### INSTRUCTION
Write out precisely the lines beginning with the line that contains "Target: blue star logo on jersey" and ending with the last line of the entries, and no other lines.

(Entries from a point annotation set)
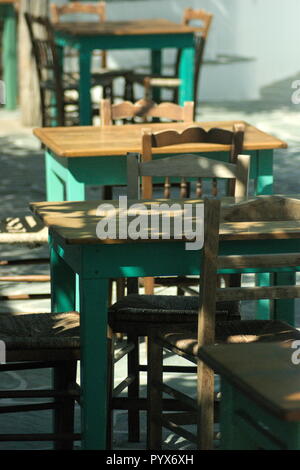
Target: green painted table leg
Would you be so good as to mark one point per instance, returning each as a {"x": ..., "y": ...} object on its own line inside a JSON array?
[
  {"x": 156, "y": 69},
  {"x": 9, "y": 57},
  {"x": 55, "y": 186},
  {"x": 62, "y": 292},
  {"x": 186, "y": 74},
  {"x": 264, "y": 182},
  {"x": 93, "y": 330},
  {"x": 263, "y": 306},
  {"x": 284, "y": 310},
  {"x": 264, "y": 185},
  {"x": 85, "y": 102},
  {"x": 75, "y": 190}
]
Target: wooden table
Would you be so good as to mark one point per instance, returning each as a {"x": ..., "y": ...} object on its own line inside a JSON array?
[
  {"x": 260, "y": 406},
  {"x": 9, "y": 52},
  {"x": 76, "y": 250},
  {"x": 153, "y": 34},
  {"x": 80, "y": 156}
]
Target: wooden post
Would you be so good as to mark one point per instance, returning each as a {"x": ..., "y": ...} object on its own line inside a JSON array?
[{"x": 29, "y": 90}]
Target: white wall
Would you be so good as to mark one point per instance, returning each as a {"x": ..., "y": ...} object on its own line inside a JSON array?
[{"x": 266, "y": 31}]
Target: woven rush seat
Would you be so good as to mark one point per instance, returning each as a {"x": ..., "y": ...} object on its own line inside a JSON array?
[
  {"x": 165, "y": 308},
  {"x": 27, "y": 229},
  {"x": 245, "y": 331},
  {"x": 42, "y": 341},
  {"x": 40, "y": 336}
]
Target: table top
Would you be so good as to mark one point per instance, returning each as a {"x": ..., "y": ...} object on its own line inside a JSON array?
[
  {"x": 264, "y": 371},
  {"x": 76, "y": 222},
  {"x": 94, "y": 141},
  {"x": 120, "y": 28}
]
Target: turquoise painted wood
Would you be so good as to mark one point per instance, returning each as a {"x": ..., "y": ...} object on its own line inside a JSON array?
[
  {"x": 94, "y": 265},
  {"x": 9, "y": 55},
  {"x": 153, "y": 42},
  {"x": 246, "y": 426},
  {"x": 67, "y": 178}
]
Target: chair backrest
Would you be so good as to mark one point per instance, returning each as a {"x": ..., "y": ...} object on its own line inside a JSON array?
[
  {"x": 193, "y": 134},
  {"x": 205, "y": 19},
  {"x": 187, "y": 166},
  {"x": 97, "y": 9},
  {"x": 144, "y": 110},
  {"x": 267, "y": 209},
  {"x": 78, "y": 8},
  {"x": 47, "y": 63}
]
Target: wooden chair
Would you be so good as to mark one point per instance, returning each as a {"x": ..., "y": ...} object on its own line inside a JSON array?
[
  {"x": 58, "y": 89},
  {"x": 97, "y": 9},
  {"x": 144, "y": 110},
  {"x": 40, "y": 341},
  {"x": 256, "y": 413},
  {"x": 194, "y": 134},
  {"x": 172, "y": 81},
  {"x": 101, "y": 74},
  {"x": 135, "y": 315},
  {"x": 209, "y": 330}
]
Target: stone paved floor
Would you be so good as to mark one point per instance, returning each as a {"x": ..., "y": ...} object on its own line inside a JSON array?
[{"x": 22, "y": 181}]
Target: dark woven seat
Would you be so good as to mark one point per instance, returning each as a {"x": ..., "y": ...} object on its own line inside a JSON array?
[
  {"x": 40, "y": 331},
  {"x": 165, "y": 309},
  {"x": 245, "y": 331},
  {"x": 41, "y": 341}
]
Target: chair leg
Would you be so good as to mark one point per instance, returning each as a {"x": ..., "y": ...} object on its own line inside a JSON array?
[
  {"x": 205, "y": 399},
  {"x": 133, "y": 389},
  {"x": 149, "y": 285},
  {"x": 64, "y": 376},
  {"x": 110, "y": 380},
  {"x": 154, "y": 395}
]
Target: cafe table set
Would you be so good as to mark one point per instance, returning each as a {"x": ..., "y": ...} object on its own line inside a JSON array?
[
  {"x": 81, "y": 263},
  {"x": 76, "y": 250}
]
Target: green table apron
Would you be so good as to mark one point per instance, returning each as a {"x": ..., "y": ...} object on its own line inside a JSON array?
[
  {"x": 94, "y": 265},
  {"x": 154, "y": 42},
  {"x": 9, "y": 54},
  {"x": 67, "y": 177}
]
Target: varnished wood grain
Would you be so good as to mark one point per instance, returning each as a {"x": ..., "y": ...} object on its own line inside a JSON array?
[
  {"x": 263, "y": 371},
  {"x": 120, "y": 28},
  {"x": 91, "y": 141},
  {"x": 76, "y": 222}
]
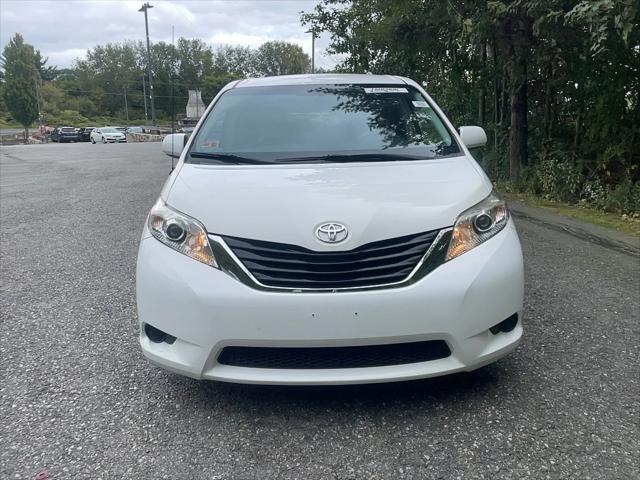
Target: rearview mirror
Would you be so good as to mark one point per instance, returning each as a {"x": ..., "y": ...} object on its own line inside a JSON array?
[
  {"x": 473, "y": 137},
  {"x": 173, "y": 144}
]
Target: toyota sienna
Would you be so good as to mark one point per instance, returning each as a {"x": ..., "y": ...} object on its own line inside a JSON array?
[{"x": 327, "y": 229}]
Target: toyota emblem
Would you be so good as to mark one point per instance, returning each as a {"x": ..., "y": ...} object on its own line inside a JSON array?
[{"x": 332, "y": 232}]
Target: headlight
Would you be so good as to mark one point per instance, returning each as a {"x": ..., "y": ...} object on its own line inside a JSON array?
[
  {"x": 477, "y": 225},
  {"x": 180, "y": 232}
]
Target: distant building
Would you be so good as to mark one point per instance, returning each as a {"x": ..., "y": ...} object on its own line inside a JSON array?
[{"x": 195, "y": 109}]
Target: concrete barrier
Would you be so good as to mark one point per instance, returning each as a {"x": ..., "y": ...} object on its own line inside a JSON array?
[{"x": 144, "y": 137}]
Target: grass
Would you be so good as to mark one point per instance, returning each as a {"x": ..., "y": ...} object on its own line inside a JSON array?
[{"x": 587, "y": 214}]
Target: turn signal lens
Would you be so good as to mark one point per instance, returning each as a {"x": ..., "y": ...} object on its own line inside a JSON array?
[
  {"x": 477, "y": 225},
  {"x": 180, "y": 232}
]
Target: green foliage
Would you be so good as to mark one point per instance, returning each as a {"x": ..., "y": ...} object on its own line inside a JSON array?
[
  {"x": 21, "y": 81},
  {"x": 577, "y": 62},
  {"x": 281, "y": 58}
]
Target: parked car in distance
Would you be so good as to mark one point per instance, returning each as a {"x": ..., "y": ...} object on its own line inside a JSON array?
[
  {"x": 64, "y": 134},
  {"x": 107, "y": 135},
  {"x": 327, "y": 229},
  {"x": 84, "y": 134}
]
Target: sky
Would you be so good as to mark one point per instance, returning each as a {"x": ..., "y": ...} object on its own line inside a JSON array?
[{"x": 64, "y": 30}]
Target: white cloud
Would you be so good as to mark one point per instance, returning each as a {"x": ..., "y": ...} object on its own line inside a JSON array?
[{"x": 64, "y": 31}]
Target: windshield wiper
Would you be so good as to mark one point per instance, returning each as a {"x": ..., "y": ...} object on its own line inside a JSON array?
[
  {"x": 227, "y": 158},
  {"x": 358, "y": 157}
]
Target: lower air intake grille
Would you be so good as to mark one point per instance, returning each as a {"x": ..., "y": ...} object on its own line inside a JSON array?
[
  {"x": 334, "y": 357},
  {"x": 291, "y": 266}
]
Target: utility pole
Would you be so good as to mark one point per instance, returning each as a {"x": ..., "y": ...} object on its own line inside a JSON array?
[
  {"x": 313, "y": 52},
  {"x": 144, "y": 94},
  {"x": 144, "y": 9},
  {"x": 126, "y": 106}
]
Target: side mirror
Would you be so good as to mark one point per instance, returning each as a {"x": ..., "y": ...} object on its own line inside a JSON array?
[
  {"x": 473, "y": 137},
  {"x": 173, "y": 144}
]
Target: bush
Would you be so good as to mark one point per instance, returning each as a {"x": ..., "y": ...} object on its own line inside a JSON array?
[{"x": 556, "y": 177}]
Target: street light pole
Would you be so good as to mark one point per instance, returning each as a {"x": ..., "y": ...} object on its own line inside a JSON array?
[
  {"x": 144, "y": 9},
  {"x": 313, "y": 52}
]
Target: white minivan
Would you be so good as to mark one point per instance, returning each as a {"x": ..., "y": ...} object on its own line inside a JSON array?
[{"x": 327, "y": 229}]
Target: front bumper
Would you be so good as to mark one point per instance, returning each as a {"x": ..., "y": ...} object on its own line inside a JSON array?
[{"x": 207, "y": 310}]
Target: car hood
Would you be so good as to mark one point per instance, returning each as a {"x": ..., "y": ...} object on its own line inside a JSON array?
[{"x": 286, "y": 203}]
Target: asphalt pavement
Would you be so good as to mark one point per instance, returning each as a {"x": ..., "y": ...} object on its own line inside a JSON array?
[{"x": 78, "y": 400}]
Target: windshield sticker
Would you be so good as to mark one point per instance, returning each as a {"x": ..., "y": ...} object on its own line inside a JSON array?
[{"x": 385, "y": 90}]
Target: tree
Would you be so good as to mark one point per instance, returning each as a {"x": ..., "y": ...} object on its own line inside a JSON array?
[
  {"x": 281, "y": 58},
  {"x": 239, "y": 61},
  {"x": 21, "y": 81}
]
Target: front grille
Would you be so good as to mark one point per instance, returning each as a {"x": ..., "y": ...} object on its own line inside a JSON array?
[
  {"x": 334, "y": 357},
  {"x": 377, "y": 263}
]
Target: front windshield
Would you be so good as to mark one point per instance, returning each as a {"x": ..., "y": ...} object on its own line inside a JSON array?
[{"x": 310, "y": 123}]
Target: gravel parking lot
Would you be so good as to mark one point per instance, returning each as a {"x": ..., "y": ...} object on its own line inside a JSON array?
[{"x": 78, "y": 400}]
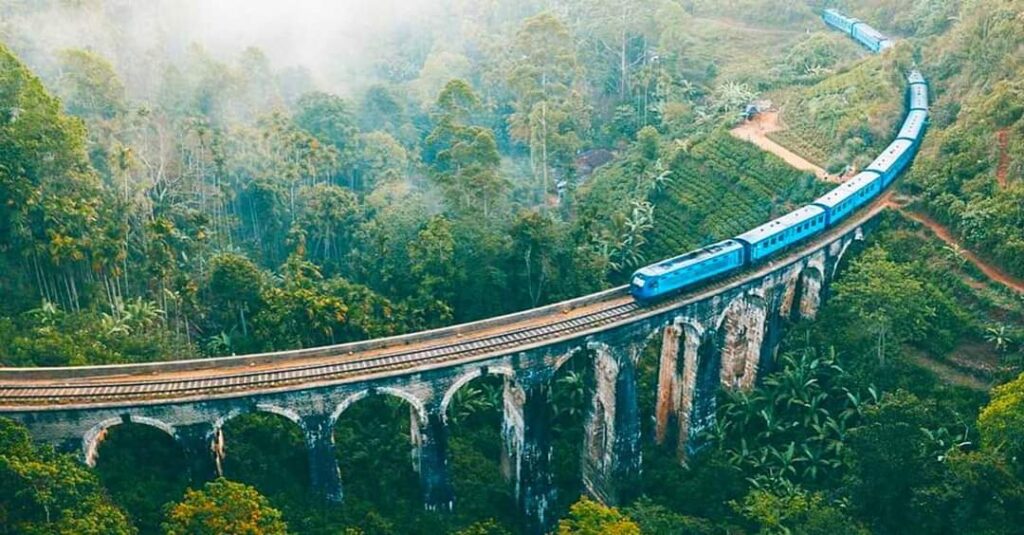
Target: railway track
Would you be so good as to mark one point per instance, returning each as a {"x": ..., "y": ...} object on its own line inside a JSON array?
[{"x": 616, "y": 307}]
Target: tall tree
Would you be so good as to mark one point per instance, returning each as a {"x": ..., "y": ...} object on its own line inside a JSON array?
[
  {"x": 464, "y": 157},
  {"x": 550, "y": 113}
]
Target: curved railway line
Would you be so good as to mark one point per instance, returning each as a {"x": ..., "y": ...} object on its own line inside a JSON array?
[
  {"x": 97, "y": 386},
  {"x": 182, "y": 380}
]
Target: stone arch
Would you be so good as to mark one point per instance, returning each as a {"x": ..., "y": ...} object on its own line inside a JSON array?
[
  {"x": 96, "y": 434},
  {"x": 562, "y": 359},
  {"x": 414, "y": 402},
  {"x": 858, "y": 236},
  {"x": 468, "y": 377},
  {"x": 810, "y": 283},
  {"x": 701, "y": 383},
  {"x": 740, "y": 332},
  {"x": 284, "y": 412}
]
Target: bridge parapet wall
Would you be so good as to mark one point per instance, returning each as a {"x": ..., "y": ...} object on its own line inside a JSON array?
[{"x": 725, "y": 339}]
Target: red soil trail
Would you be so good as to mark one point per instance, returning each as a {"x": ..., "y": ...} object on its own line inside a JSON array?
[
  {"x": 757, "y": 130},
  {"x": 991, "y": 272}
]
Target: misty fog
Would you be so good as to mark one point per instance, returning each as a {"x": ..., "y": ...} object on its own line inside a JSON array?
[{"x": 333, "y": 39}]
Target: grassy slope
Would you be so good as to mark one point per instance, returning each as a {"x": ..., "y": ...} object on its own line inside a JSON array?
[
  {"x": 845, "y": 118},
  {"x": 721, "y": 188}
]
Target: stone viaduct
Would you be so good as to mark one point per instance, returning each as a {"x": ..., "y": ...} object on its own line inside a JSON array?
[{"x": 720, "y": 336}]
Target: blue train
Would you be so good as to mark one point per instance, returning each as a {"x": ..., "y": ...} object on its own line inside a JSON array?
[
  {"x": 754, "y": 246},
  {"x": 858, "y": 30}
]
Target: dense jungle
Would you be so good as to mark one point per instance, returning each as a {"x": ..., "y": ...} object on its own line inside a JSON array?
[{"x": 187, "y": 179}]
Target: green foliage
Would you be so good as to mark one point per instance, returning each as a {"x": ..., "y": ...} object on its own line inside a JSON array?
[
  {"x": 794, "y": 428},
  {"x": 43, "y": 492},
  {"x": 590, "y": 518},
  {"x": 1001, "y": 420},
  {"x": 89, "y": 85},
  {"x": 894, "y": 301},
  {"x": 797, "y": 511},
  {"x": 464, "y": 157},
  {"x": 656, "y": 519},
  {"x": 550, "y": 114},
  {"x": 142, "y": 468},
  {"x": 329, "y": 119},
  {"x": 845, "y": 119},
  {"x": 224, "y": 507}
]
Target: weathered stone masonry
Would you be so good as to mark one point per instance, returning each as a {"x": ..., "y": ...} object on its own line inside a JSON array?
[{"x": 724, "y": 340}]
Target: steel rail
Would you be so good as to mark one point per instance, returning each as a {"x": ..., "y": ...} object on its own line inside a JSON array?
[{"x": 613, "y": 310}]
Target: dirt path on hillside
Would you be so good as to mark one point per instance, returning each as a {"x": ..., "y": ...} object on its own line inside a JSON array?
[
  {"x": 757, "y": 130},
  {"x": 949, "y": 374},
  {"x": 1003, "y": 138},
  {"x": 990, "y": 271},
  {"x": 736, "y": 25}
]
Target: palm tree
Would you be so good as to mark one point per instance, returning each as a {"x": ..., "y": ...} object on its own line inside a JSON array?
[{"x": 998, "y": 337}]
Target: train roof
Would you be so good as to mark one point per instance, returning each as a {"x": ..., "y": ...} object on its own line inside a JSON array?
[
  {"x": 889, "y": 156},
  {"x": 775, "y": 225},
  {"x": 846, "y": 190},
  {"x": 839, "y": 14},
  {"x": 919, "y": 95},
  {"x": 912, "y": 125},
  {"x": 689, "y": 258},
  {"x": 867, "y": 30}
]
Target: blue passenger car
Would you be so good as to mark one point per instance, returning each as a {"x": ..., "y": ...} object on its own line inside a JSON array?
[
  {"x": 782, "y": 232},
  {"x": 839, "y": 21},
  {"x": 870, "y": 37},
  {"x": 849, "y": 196},
  {"x": 892, "y": 161},
  {"x": 678, "y": 273},
  {"x": 913, "y": 127},
  {"x": 919, "y": 96}
]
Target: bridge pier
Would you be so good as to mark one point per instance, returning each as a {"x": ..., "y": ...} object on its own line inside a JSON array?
[
  {"x": 669, "y": 383},
  {"x": 430, "y": 457},
  {"x": 527, "y": 450},
  {"x": 325, "y": 477},
  {"x": 197, "y": 443},
  {"x": 701, "y": 362},
  {"x": 611, "y": 450}
]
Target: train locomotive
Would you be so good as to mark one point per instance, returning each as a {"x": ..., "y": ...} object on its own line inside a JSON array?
[{"x": 713, "y": 261}]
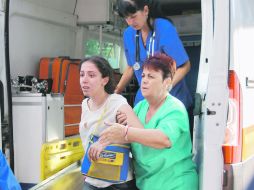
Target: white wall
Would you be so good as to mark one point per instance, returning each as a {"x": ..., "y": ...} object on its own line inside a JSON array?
[
  {"x": 242, "y": 59},
  {"x": 37, "y": 31}
]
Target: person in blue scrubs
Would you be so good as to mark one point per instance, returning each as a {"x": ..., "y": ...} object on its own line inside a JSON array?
[{"x": 149, "y": 33}]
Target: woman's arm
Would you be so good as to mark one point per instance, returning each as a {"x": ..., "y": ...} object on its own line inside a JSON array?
[
  {"x": 118, "y": 133},
  {"x": 126, "y": 116},
  {"x": 125, "y": 79}
]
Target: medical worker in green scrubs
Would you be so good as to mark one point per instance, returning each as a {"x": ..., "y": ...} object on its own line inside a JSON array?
[{"x": 161, "y": 146}]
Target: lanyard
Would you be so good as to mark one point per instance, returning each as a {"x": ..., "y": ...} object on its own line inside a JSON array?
[
  {"x": 150, "y": 50},
  {"x": 151, "y": 43}
]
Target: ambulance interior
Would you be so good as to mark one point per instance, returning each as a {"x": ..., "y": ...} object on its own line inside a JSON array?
[{"x": 76, "y": 28}]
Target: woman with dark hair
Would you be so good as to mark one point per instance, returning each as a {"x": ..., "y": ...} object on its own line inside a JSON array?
[
  {"x": 96, "y": 81},
  {"x": 149, "y": 32},
  {"x": 161, "y": 144}
]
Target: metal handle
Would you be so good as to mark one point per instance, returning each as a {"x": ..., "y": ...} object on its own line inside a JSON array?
[{"x": 249, "y": 83}]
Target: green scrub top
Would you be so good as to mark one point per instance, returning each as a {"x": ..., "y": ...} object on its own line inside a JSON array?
[{"x": 167, "y": 168}]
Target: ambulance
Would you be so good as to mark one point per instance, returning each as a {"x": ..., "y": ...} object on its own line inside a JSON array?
[{"x": 218, "y": 36}]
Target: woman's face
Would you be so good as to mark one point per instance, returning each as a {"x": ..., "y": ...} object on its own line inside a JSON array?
[
  {"x": 91, "y": 80},
  {"x": 152, "y": 84},
  {"x": 138, "y": 19}
]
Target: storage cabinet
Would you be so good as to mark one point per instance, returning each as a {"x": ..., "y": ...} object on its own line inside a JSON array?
[{"x": 37, "y": 119}]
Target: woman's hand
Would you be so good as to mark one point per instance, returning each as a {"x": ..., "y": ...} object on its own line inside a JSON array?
[
  {"x": 95, "y": 150},
  {"x": 121, "y": 118},
  {"x": 114, "y": 134}
]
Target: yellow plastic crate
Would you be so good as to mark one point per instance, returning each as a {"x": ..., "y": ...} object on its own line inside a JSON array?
[{"x": 57, "y": 155}]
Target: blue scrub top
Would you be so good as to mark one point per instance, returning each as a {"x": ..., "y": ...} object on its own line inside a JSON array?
[{"x": 166, "y": 41}]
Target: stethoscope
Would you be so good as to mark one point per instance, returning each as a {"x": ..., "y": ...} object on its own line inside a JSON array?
[{"x": 149, "y": 52}]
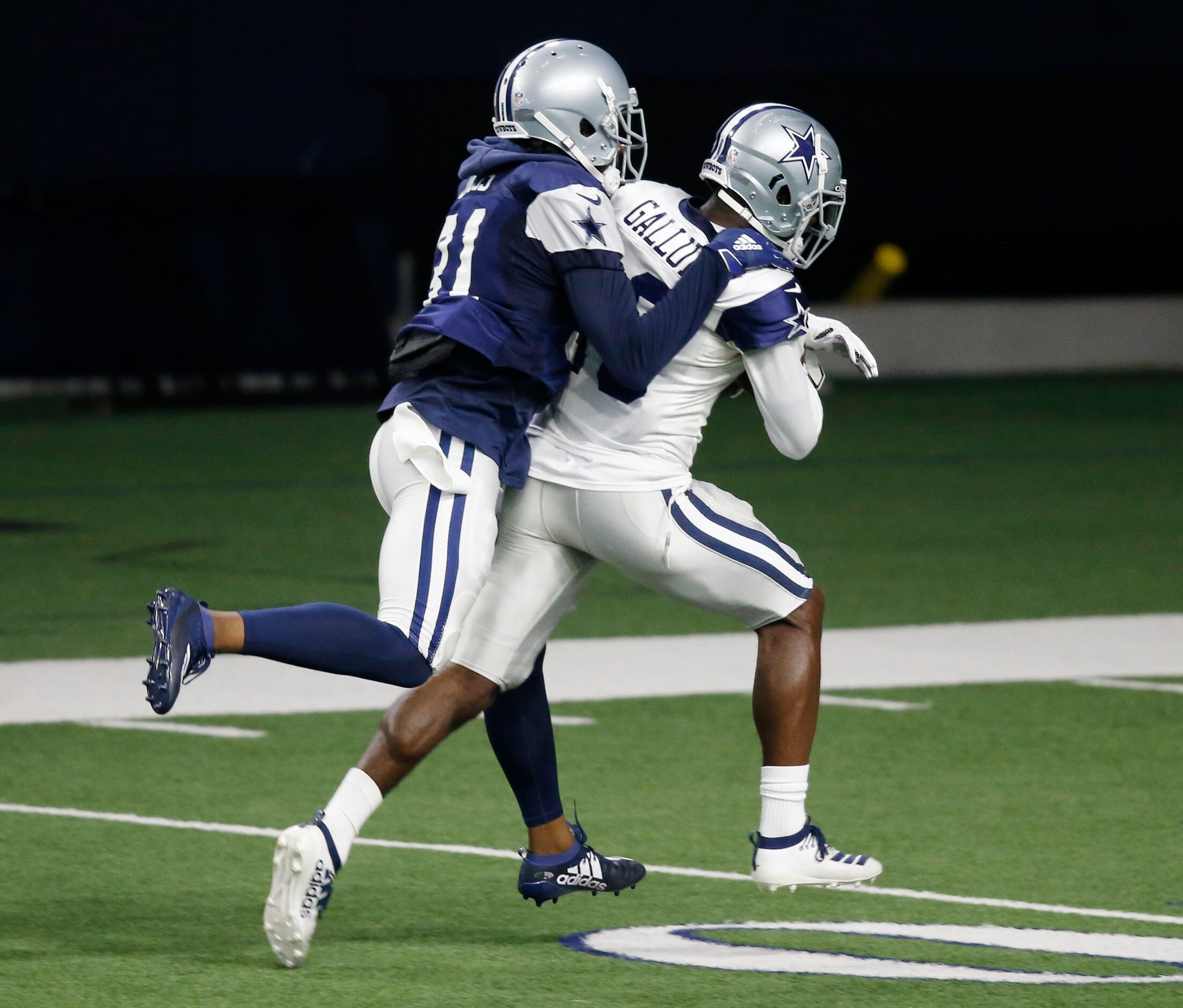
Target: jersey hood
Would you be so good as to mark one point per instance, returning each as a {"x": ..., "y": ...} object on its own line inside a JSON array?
[{"x": 494, "y": 154}]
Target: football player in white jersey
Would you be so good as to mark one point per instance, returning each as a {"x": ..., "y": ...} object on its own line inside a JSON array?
[{"x": 611, "y": 479}]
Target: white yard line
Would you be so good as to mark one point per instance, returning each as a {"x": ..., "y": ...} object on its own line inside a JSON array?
[
  {"x": 876, "y": 705},
  {"x": 178, "y": 728},
  {"x": 637, "y": 667},
  {"x": 510, "y": 856},
  {"x": 1133, "y": 684}
]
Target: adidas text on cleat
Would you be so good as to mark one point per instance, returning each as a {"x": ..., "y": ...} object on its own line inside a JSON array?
[
  {"x": 581, "y": 870},
  {"x": 179, "y": 651},
  {"x": 302, "y": 875},
  {"x": 806, "y": 859}
]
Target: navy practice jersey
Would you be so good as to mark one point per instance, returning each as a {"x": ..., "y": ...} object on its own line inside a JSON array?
[{"x": 530, "y": 251}]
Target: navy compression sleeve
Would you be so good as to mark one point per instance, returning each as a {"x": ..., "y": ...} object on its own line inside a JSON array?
[{"x": 636, "y": 347}]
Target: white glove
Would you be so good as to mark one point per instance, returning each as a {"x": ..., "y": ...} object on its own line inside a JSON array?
[{"x": 837, "y": 338}]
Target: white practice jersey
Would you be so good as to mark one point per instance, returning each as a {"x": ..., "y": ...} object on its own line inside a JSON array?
[{"x": 592, "y": 439}]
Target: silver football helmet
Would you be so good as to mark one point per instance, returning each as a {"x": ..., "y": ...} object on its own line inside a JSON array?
[
  {"x": 781, "y": 172},
  {"x": 574, "y": 95}
]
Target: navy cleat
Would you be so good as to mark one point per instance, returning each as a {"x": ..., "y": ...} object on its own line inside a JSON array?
[
  {"x": 580, "y": 870},
  {"x": 179, "y": 652}
]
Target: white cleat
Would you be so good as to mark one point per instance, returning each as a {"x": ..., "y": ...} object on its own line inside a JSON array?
[
  {"x": 806, "y": 859},
  {"x": 302, "y": 875}
]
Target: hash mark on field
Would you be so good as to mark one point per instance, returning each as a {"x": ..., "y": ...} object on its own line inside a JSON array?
[
  {"x": 512, "y": 856},
  {"x": 178, "y": 727},
  {"x": 1133, "y": 684},
  {"x": 878, "y": 705}
]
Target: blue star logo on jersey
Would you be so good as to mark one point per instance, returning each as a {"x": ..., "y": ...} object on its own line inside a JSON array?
[
  {"x": 805, "y": 149},
  {"x": 798, "y": 320},
  {"x": 593, "y": 228}
]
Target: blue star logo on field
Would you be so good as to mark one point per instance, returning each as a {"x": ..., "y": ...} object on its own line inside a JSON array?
[
  {"x": 593, "y": 228},
  {"x": 805, "y": 149}
]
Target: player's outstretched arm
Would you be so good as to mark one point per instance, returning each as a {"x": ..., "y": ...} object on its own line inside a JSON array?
[
  {"x": 838, "y": 338},
  {"x": 787, "y": 398}
]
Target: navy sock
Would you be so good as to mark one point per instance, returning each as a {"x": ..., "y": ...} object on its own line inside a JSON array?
[
  {"x": 523, "y": 739},
  {"x": 339, "y": 639}
]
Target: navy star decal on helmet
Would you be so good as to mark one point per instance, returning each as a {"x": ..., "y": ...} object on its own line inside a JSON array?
[
  {"x": 574, "y": 95},
  {"x": 781, "y": 172}
]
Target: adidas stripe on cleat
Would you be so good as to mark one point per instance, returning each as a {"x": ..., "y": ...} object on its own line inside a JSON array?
[
  {"x": 806, "y": 859},
  {"x": 303, "y": 869},
  {"x": 586, "y": 870}
]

### RESPONSE FOR THIS EXERCISE
Target: blue star logo on jersey
Would you be so good as to mark one point per instance, returning each as a {"x": ..., "y": ...} object on its own line inside a JSON array?
[
  {"x": 805, "y": 149},
  {"x": 798, "y": 320},
  {"x": 593, "y": 228}
]
Target: blue star logo on field
Would you be so good as to mark one point per instance, returning each as a {"x": ..., "y": ...} object on its own line inside a JSON array?
[
  {"x": 593, "y": 228},
  {"x": 805, "y": 149}
]
Target: player's outstretched arm
Would you be so good as to mark one point per instance, returning each as a {"x": ..., "y": ...} object on its own line inside a JSON array?
[
  {"x": 838, "y": 338},
  {"x": 787, "y": 398}
]
Target: navy sock
Would you be so good as to mark one point per instance, returning each as a {"x": ..., "y": ...} object on its own line inside a JSON array?
[
  {"x": 523, "y": 739},
  {"x": 339, "y": 639}
]
Target: navy star decal on helmet
Would you be so good as to mark one point per instance, returning each as a {"x": ..., "y": ...} object on its own line inside a JSON array?
[
  {"x": 574, "y": 95},
  {"x": 781, "y": 172}
]
Target: adidas stripe on cleat
Would you be so good as to mark one point per instance, returning each as a {"x": ..., "y": ...} object on its own line inside a JSON array?
[
  {"x": 806, "y": 859},
  {"x": 303, "y": 869},
  {"x": 586, "y": 870}
]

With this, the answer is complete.